Provided data:
=====

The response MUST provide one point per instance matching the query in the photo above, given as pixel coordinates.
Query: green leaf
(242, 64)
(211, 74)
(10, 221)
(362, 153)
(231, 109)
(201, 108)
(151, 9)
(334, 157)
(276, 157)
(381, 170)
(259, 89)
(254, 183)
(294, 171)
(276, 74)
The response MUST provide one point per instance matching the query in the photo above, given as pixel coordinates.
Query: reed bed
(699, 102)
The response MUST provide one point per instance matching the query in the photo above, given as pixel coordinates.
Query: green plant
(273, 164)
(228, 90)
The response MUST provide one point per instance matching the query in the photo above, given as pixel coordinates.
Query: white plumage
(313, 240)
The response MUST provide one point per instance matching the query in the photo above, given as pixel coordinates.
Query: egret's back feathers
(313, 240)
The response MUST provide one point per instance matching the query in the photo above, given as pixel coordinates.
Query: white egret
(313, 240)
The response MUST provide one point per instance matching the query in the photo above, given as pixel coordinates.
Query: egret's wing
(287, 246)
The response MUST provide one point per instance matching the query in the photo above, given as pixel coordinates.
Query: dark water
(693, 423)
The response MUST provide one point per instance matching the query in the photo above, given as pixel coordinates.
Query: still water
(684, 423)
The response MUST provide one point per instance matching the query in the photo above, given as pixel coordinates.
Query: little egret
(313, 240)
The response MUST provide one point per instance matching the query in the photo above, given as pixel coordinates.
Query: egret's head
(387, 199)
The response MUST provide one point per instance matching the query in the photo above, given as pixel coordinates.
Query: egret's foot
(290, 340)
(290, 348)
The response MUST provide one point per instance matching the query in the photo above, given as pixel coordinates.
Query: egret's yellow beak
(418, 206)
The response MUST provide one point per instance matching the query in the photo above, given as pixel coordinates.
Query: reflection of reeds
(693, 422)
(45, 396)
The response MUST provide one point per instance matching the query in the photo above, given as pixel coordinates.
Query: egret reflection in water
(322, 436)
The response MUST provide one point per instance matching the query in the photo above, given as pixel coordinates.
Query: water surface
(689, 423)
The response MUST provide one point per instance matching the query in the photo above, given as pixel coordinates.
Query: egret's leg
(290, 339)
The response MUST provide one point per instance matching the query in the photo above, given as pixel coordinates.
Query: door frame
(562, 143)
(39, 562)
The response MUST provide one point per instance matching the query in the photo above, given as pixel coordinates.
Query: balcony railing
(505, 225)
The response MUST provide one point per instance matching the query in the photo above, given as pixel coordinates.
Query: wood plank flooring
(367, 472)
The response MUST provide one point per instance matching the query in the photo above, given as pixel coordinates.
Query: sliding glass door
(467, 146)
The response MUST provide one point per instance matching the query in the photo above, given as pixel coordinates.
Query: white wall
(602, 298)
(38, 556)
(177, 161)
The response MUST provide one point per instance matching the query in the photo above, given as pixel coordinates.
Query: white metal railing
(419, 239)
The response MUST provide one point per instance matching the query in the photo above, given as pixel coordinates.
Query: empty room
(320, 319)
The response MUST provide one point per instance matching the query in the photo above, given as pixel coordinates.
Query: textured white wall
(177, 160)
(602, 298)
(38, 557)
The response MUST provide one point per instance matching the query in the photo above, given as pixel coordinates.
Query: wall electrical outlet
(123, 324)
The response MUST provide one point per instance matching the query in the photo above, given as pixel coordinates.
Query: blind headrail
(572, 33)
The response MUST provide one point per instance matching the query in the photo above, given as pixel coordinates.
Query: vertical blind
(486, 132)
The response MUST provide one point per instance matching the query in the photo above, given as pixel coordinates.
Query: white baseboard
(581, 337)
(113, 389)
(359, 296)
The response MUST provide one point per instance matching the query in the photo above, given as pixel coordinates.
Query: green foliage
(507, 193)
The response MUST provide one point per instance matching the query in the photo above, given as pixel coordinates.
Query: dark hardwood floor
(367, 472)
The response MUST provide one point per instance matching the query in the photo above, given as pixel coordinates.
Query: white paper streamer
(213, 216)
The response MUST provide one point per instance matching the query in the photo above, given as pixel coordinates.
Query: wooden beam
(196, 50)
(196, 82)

=====

Stated goal: Each record must be repeated exactly as it is.

Completed exercise:
The response MUST provide one point per instance matching the query in the photo above, given as pixel coordinates.
Query: green leaf
(242, 64)
(211, 74)
(10, 221)
(362, 153)
(231, 109)
(201, 108)
(151, 9)
(334, 157)
(276, 157)
(381, 170)
(259, 89)
(254, 183)
(294, 171)
(276, 74)
The response MUST provide one point per instance matching the query in the photo above, given as pixel coordinates.
Query: reed bed
(699, 102)
The response MUST provide one point per instance matching the query in the photo above, given as pixel coordinates.
Query: green plant
(273, 164)
(228, 90)
The response MUST provide one point per instance matching the query in the photo above, given as pixel coordinates.
Query: white plumage
(313, 240)
The response MUST provide one point per instance matching the query in the photo above, given as pixel coordinates.
Query: egret's back feathers
(313, 240)
The response MUST provide one point per instance matching the query in the photo above, given as pixel coordinates.
Query: white egret
(313, 240)
The response MUST provide one point per instance matching the query in the photo above, given as pixel coordinates.
Query: egret's wing
(287, 246)
The response MUST provide one point per instance matching the query in the photo above, given as pixel coordinates.
Query: dark water
(693, 423)
The response MUST provide one point per instance matching the query in the photo above, given as pixel coordinates.
Query: still water
(684, 423)
The response MUST provide one point per instance matching the query in the photo above, given as pixel coordinates.
Query: little egret
(313, 240)
The response MUST provide one point per instance matching the query in the photo above, given as pixel coordinates.
Query: egret's head
(387, 199)
The response MUST provide one point per instance matching the query in the photo above, given as pixel coordinates.
Query: egret's foot
(290, 340)
(290, 348)
The response MUST provide one point per instance matching the query in the photo above, given as pixel coordinates.
Query: egret's yellow beak
(418, 206)
The response MUST provide one point per instance matching the query in the photo above, given as pixel coordinates.
Query: reflection of reeds
(693, 422)
(45, 396)
The response MUST provide one point per instance matching the query in the photo above, given as pixel coordinates.
Query: egret reflection in water
(322, 436)
The response MUST provide one point per instance matching the query in the photo above, given as pixel coordinates.
Query: water surface
(689, 423)
The response MUST provide one point per instance matching the query in the photo above, given as pixel coordinates.
Query: egret's leg
(290, 339)
The response MUST provide one point per instance matching the query in the photo above, given as pixel coordinates.
Query: door frame
(562, 143)
(39, 562)
The response MUST provide one point per instance matching the query in the photo above, given as pixel coordinates.
Query: balcony railing
(505, 225)
The response MUST provide one point per instance matching the query in the photo above, given as pixel coordinates.
Query: wood plank flooring
(367, 472)
The response MUST provide one point per instance matching the query in the photo above, given as pixel coordinates.
Query: sliding glass door
(467, 146)
The response MUST provide one point per instance matching the query in the photo above, given as pixel coordinates.
Query: white wall
(602, 298)
(38, 556)
(177, 161)
The response MUST provide one point per instance matching the query in the photo above, given as pixel coordinates.
Query: white metal railing
(419, 239)
The response MUST provide one point per instance matching the query in the photo above, given as pixel coordinates.
Query: empty room
(320, 319)
The response MUST provide one point per instance matching the query in the photo above, given as pixel coordinates.
Query: textured white wall
(177, 160)
(602, 298)
(38, 557)
The response MUST provide one point per instance matching the query in the photo above, given as pixel coordinates.
Query: wall electrical outlet
(123, 324)
The response MUST provide one point per instance matching the query in the photo above, given as pixel coordinates.
Query: blind headrail
(572, 33)
The response MUST provide one point per instance matching the query in the photo above, given as pixel coordinates.
Query: vertical blind
(486, 132)
The response MUST provide one point per instance matching the query in the photo above, given as pixel coordinates.
Query: white baseboard
(581, 337)
(113, 389)
(359, 296)
The response MUST provide one point per instance matching the query in the photo above, given as pixel coordinates.
Query: green foliage
(507, 193)
The response MUST provide one point per instance matching the query in the photo above, given as pixel coordinates.
Query: dark hardwood floor
(367, 472)
The response MUST provide one point per instance matching the query in the photo above, given as pixel coordinates.
Query: white paper streamer
(213, 216)
The response MUST provide one point per instance matching the query in the photo above, given as pixel coordinates.
Query: wooden beam
(196, 50)
(196, 82)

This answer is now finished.